[[ Selected excerpt open ]]

And did you think they take law and order seriously in those countries?
A conversation between the two most powerful men in the world over a shoplifting case is extraordinary, far outside any reasonable or rational scope of a government’s duty to its citizens abroad. That’s true even if you assume China probably would have released them without US prodding.
"A whole bunch of countries have soldiers with AK-47s at the airport. Just got back from western Europe and saw them there…
And did you think they take law and order seriously in those countries?"
Is your implication that the USA doesn’t because we don’t have soldiers marching around our airports with assault rifles?
A person carrying 18 oz of cannabis will receive death penalty in Singapore.
Carrying 18 oz of cannabis is not illegal in many states in the US.
Amanda Knox was almost locked up for life in prison in Italy.
My implication is that anyone, age 18 with an underdeveloped basketball brain or age 50, knows when they land and see the military/police armed at airports that the country isn’t fooling around with laws. My kids who were 10 at the time knew it and knew not to shoplift (not that they would in the US either) while we were in China. None of us wanted to find out how serious the Chinese government took its laws. We didn’t know every law but we stayed way inside the law - no littering, no jay-walking, no spitting. Stealing is against the law everywhere so I don’t think it is too much for any 18 year old to know that.
My kids have traveled internationally without me since they were 14 and they knew they would be subject to the laws of the countries they were in.
But I believe that anyone, age 10 or age 40, has to accept the laws of the country they are in and that the having a US passport is not a ‘get out of jail free’ card. It gives you some help at the consulate/embassy, but that’s it. I hope that if some stupid college kids come to the US and are caught stealing that they will be prosecuted the same as any citizen caught. They may not get bail because they have no ties to the community. They might get a felony sentence if the items have a high value. Yes, they might have to go to jail and miss the academic semester, and then they’d be booted and not allowed in the US again. I don’t think the French embassy should set in, or that someone from Canada just gets to go home because they just made a mistake.

[[ Selected excerpt closed ]]

→ What to do:
a: In the discussion about obeying foreign laws, rewrite the stretch from "A conversation between" through "without US prodding.", putting "petty theft case" in place of "shoplifting case".
b: According to the discussion about obeying foreign laws, what penalty does a person carrying 18 oz of cannabis receive in Singapore?
c: Continue the discussion about obeying foreign laws from the point where it ends.
The items that follow have nothing to do with the discussion about obeying foreign laws.

[[ Entries shown open ]]

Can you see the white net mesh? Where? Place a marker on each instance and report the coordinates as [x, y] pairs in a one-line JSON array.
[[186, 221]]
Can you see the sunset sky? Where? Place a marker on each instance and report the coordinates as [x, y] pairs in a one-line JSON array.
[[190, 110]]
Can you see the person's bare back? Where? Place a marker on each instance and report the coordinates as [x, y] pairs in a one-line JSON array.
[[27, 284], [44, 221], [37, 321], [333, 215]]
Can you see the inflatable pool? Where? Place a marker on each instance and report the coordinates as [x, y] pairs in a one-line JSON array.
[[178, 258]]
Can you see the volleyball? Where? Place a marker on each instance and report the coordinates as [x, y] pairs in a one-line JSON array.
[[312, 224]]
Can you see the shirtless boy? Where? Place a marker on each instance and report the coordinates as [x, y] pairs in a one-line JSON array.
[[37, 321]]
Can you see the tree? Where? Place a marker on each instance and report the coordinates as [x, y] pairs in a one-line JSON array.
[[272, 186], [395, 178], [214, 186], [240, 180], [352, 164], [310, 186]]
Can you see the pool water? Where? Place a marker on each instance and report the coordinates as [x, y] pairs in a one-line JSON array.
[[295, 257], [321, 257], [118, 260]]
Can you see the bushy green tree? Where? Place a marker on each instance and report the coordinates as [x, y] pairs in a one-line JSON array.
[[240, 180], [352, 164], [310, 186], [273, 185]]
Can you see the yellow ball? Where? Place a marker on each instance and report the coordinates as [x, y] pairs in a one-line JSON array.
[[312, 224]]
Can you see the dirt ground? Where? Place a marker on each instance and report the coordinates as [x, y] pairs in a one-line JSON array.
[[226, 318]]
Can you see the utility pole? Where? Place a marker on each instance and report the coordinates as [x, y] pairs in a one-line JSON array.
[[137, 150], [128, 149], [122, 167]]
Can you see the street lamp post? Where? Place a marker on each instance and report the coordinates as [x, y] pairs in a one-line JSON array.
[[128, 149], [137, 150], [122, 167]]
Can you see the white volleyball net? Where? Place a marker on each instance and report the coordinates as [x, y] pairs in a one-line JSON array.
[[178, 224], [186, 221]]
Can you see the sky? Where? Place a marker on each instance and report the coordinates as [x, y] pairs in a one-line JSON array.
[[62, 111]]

[[ Entries shown closed ]]

→ Expected results:
a:
A conversation between the two most powerful men in the world over a petty theft case is extraordinary, far outside any reasonable or rational scope of a government’s duty to its citizens abroad. That’s true even if you assume China probably would have released them without US prodding.

b: The death penalty.

c:
It really bothers me that these players were stupid enough to do it. In this day and age, there are cameras everywhere! I’m afraid to adjust my tights in the stairwell at work because I know we have cameras! How could they think they could get away with this?
An underdeveloped brain seems to be related to underdeveloped parenting skills.
However, even if the talents of ones’ parents are lacking, I’m sure somewhere along the line these young men ran across something on this thing called The Internet that would have let them know stealing is a crime.
And it can have consequences which are less than pleasant.
Smug, much? If you have ever been around emotional growth programs, you wouldn’t be saying things like that. Parents can raise two or more children the exact same way, and one of the kids will shoplift in China. There is nothing that bugs me more than people who know nothing about a family and blame every transgression on poor parenting. I, personally, made a LOT of parenting mistakes, so I bow down to those of you who mastered the whole thing and raised perfect young-uns. I raised one who is a priest and one who made some bad decisions but managed to right the ship. I hope these UCLA players can get back on the right path.
Oh I have made a lot of parenting mistakes…and am still making them even though the kids are adults.
To be this blatant and brazen is indicative of having engaged in this type of behavior well before the China expedition.
And one of these gentleman’s parents gets on TV and says…hey no big deal what y’all so danged upset about? Then it is IS a parenting failure.